Task objective. Return every line of the entries that includes the word "backpack".

Records to use START

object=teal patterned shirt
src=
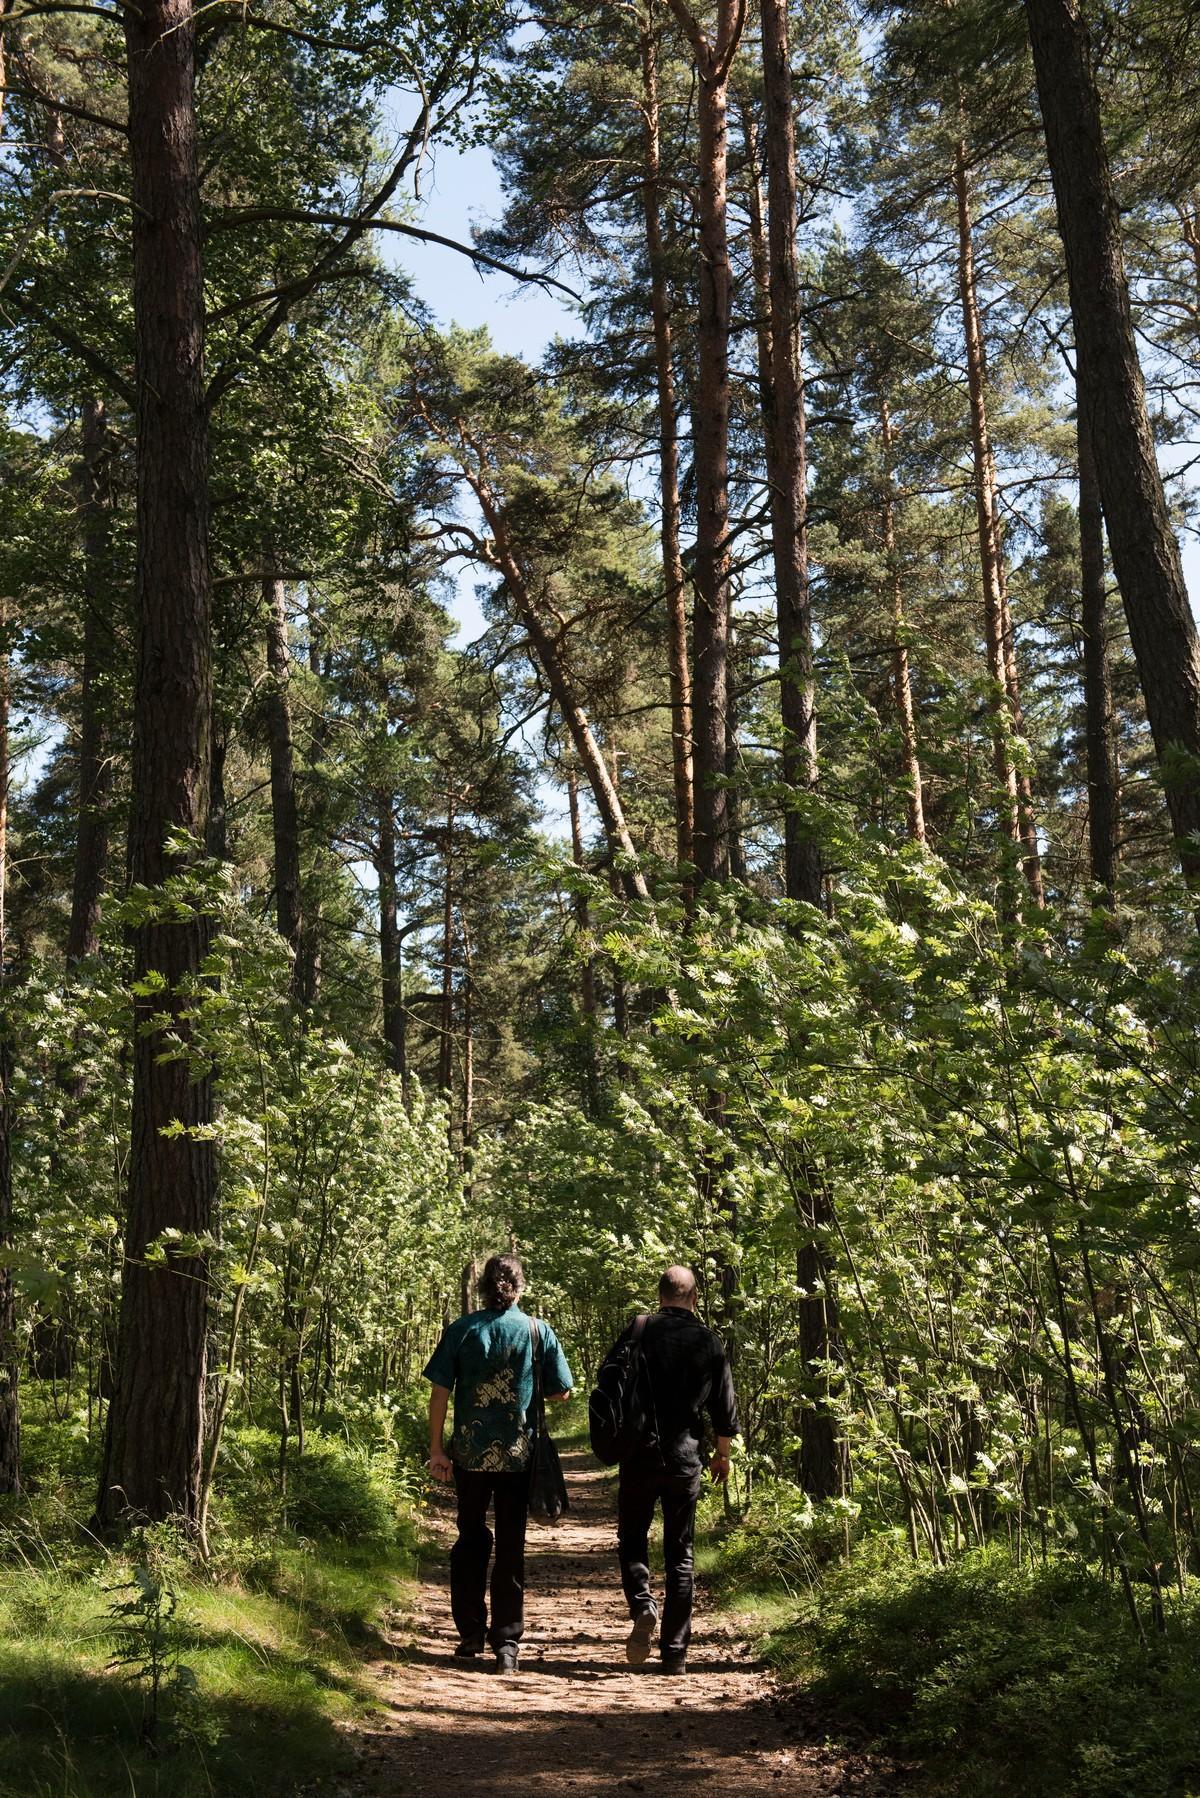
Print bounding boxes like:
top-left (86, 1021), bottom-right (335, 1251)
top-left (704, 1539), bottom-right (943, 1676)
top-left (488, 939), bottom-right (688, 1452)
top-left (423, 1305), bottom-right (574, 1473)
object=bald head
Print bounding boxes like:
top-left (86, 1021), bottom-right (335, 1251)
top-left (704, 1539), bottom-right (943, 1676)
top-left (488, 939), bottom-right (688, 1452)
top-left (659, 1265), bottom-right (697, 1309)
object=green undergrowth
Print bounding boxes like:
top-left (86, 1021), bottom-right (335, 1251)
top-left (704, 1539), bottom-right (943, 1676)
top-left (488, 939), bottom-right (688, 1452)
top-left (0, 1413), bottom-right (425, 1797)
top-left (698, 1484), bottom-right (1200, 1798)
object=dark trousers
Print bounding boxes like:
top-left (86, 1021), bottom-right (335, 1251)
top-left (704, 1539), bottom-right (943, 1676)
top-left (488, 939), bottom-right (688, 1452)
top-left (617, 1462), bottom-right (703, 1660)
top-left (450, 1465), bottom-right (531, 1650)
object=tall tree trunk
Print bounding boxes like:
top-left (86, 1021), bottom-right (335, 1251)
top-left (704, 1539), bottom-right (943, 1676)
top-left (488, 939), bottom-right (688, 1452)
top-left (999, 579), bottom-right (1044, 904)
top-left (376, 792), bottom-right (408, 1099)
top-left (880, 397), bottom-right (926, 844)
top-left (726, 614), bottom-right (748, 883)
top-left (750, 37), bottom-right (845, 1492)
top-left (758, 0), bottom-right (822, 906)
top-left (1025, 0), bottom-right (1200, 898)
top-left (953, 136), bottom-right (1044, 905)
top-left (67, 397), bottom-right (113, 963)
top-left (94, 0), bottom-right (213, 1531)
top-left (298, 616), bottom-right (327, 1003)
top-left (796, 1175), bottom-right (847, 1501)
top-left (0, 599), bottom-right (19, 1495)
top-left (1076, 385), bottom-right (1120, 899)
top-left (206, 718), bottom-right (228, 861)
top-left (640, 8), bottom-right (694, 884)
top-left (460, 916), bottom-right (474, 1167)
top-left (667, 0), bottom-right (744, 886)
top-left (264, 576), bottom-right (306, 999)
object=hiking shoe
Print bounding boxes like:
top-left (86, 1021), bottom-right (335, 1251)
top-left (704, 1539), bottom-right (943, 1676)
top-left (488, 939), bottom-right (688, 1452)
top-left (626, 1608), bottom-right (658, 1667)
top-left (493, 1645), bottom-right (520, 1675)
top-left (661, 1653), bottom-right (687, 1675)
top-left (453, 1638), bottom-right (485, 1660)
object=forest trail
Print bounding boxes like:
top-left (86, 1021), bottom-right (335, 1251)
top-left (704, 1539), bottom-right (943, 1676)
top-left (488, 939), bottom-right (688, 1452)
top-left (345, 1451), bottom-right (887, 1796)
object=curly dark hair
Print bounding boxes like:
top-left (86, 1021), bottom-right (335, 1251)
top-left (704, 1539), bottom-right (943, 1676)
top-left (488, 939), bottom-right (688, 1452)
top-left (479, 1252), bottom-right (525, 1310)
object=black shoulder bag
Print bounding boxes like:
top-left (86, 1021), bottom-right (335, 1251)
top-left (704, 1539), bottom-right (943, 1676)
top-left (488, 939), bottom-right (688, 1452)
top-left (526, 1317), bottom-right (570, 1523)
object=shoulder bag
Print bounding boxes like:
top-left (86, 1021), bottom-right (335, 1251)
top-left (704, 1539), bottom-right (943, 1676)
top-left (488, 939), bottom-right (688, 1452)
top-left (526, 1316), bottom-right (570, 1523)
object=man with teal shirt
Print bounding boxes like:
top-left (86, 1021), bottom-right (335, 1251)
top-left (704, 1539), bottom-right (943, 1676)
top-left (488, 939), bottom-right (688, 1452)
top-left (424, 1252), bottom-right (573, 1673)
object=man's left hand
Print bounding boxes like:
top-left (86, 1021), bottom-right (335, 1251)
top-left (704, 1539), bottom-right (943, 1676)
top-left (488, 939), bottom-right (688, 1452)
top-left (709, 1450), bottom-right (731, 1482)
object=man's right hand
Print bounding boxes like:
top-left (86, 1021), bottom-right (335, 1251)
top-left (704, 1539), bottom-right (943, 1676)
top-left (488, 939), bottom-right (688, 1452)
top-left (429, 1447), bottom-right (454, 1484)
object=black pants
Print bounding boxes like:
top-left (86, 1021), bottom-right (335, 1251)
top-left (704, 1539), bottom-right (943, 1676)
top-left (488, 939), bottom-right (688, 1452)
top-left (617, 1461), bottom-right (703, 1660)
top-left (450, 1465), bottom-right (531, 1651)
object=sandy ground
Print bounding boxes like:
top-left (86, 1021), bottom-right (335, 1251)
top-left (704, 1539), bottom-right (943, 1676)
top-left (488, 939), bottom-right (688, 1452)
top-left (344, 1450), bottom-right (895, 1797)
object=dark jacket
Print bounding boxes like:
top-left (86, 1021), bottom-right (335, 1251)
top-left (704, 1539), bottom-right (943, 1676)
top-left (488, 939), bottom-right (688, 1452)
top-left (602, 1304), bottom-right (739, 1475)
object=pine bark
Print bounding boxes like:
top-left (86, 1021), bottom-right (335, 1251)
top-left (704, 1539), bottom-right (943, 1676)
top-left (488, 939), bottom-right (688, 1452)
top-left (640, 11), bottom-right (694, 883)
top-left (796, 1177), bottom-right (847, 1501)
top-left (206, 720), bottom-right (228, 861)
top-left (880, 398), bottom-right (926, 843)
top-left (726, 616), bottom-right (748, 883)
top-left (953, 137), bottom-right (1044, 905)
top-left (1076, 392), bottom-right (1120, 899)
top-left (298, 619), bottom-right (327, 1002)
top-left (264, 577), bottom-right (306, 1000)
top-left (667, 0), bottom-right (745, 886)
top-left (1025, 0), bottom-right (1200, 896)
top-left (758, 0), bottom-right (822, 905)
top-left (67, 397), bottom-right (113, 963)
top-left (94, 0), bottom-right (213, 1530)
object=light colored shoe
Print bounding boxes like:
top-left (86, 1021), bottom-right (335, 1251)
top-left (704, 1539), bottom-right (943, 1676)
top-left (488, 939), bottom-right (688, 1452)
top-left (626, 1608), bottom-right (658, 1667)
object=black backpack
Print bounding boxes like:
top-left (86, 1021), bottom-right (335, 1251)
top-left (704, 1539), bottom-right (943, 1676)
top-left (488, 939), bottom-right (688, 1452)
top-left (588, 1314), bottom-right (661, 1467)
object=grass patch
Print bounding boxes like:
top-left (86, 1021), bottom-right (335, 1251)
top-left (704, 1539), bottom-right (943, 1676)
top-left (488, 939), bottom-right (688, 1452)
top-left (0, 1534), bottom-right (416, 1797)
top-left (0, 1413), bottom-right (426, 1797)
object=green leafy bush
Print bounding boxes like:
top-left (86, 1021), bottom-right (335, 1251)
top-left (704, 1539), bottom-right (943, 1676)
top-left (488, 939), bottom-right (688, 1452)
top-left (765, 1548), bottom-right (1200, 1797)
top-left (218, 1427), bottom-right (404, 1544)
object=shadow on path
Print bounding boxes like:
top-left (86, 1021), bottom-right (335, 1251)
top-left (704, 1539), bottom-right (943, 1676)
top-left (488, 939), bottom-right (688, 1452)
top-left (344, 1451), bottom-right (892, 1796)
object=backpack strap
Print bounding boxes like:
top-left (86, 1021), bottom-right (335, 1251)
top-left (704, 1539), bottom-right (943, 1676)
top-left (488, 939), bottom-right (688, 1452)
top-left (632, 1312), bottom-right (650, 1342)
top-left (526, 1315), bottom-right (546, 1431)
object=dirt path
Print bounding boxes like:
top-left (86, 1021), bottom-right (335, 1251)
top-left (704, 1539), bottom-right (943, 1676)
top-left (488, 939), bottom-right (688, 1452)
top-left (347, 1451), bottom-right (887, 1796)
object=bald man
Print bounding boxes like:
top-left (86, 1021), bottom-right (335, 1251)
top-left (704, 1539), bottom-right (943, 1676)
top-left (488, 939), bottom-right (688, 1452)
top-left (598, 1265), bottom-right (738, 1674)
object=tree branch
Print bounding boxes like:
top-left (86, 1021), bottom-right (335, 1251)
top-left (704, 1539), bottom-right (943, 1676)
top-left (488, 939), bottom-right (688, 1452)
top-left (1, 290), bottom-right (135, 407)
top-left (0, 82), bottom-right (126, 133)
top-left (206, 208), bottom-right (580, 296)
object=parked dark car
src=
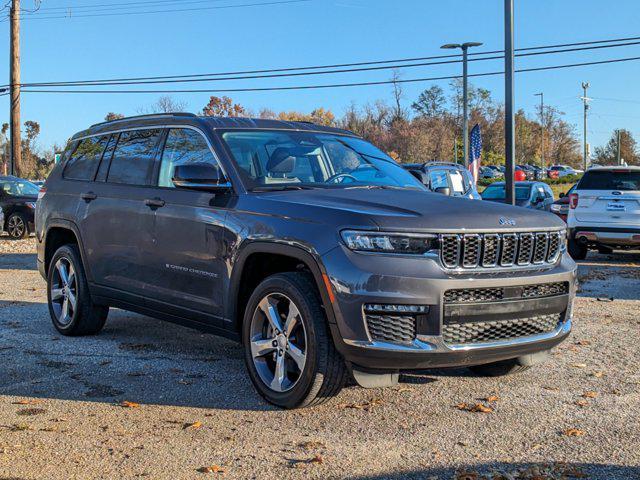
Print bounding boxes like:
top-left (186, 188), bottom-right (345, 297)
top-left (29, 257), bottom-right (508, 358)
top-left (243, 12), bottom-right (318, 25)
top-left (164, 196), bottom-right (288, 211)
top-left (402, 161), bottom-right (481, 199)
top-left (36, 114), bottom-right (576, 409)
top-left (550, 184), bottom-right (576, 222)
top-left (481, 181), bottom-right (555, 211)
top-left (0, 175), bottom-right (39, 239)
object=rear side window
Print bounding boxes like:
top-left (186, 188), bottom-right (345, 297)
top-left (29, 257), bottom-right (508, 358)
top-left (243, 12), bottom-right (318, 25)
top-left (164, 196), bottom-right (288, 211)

Records to use END

Result of the exercise.
object=black backpack
object=backpack strap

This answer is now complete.